# INSTRUCTION
Convert every line of the records below into a JSON list of strings, one string per line, omitting blank lines.

# SOURCE MATERIAL
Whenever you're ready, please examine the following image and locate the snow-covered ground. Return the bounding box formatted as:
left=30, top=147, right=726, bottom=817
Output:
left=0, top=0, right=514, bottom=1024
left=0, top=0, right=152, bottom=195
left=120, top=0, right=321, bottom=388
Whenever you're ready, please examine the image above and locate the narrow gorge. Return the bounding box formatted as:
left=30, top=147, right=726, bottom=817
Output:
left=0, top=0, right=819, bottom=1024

# ANSWER FOR THE TASK
[
  "Whenever you're ready, please examine the following image and locate the snow-covered ground. Return the bounding box formatted as:",
  "left=30, top=147, right=726, bottom=817",
  "Output:",
  "left=0, top=0, right=514, bottom=1024",
  "left=0, top=0, right=152, bottom=195",
  "left=120, top=0, right=321, bottom=388",
  "Whenever you're ready, please examine the image above and locate the narrow gorge. Return the bounding box formatted as:",
  "left=30, top=147, right=726, bottom=817",
  "Output:",
  "left=0, top=0, right=819, bottom=1024"
]